### FRAGMENTO DE TEXTO
###

A nivel general, los políticos que tenemos no van a hacer nada, la nobleza vive en otro mundo, de hecho el dumping laboral sucede y continuará existiendo, imagino que el futuro será como he leído en otros comentarios una guerra de religiones estilo las cruzadas.


----------



## Can Pistraus (9 Jun 2022)

Atotrapo dijo:


> Pensión no tendré yo, ni tú, eso está claro, por eso comento que quien venga con idea de vivir del cuento aquí no pinta nada, patada y a su país. Otra cosa es que alguien contribuya, pero imponga sus costumbres y genere inseguridad, en ese caso deportado a su país con prohibición de entrada, el problema es que estas medidas se consideran de ''extrema derecha'' para la prensa globalista.

###

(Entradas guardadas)
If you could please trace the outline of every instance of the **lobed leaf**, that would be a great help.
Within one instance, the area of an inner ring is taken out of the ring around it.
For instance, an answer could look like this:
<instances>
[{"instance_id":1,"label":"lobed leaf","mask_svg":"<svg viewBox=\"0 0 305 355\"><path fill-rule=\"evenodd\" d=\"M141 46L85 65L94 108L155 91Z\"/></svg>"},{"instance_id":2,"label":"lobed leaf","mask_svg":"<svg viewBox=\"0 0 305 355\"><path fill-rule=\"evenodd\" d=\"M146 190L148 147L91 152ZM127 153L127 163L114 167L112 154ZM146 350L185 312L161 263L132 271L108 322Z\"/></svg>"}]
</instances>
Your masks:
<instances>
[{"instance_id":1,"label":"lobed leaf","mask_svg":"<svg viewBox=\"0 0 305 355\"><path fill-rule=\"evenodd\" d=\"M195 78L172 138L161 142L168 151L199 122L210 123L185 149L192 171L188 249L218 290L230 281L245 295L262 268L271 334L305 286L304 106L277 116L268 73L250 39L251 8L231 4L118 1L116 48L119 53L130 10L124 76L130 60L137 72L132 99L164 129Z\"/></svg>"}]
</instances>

###

### PROBLEMAS POR RESOLVER
1. Responde a estas preguntas sobre el fragmento del foro:
(a) ¿Cómo imagina el futuro quien escribe el primer párrafo?
(b) ¿Qué fecha aparece junto al nombre "Can Pistraus"?
(c) En la cita de Atotrapo, ¿cómo considera la prensa globalista esas medidas?
2. Extiende el fragmento del foro a partir de su última oración.
Las líneas guardadas no guardan relación con el fragmento del foro.

### LISTA DE RESPUESTAS
1.
(a) Como una guerra de religiones al estilo de las cruzadas.
(b) 9 Jun 2022.
(c) Como medidas de "extrema derecha".

2.
> 
> Las condiciones laborales vienen determinadas por el ET, Convenios y demás, que al final es responsabilidad del legislativo. Pero también hay que ser realista, por no contradecir a la UE no se va a echar a nadie ni echar cerrojos en territorios, de hecho Ceuta y Melilla (esta última si recuerdo bien ya tiene Coalición por Melilla en representación en su Ayuntamiento) y así hasta obtener apoyo demográfico y pedir el largarse de España. Por eso digo, que lo mejor sería reforzar las fronteras y episodios como aquel de Ceuta, en el momento que sucede, documentar a todos los que entran y devolverlos de facto a Marruecos, que en parte un país como ese nos esté vacilando da bastante pena, pero aquí se ríen todos de nuestro país...
> 
> Para romper con la UE necesitas tener un gran consenso en las Cortes, que ni de coña tienes, la mayoría van con la idea que la UE es lo mejor, porque saben que el pago del chiringuito viene gracias por la máquina del BCE.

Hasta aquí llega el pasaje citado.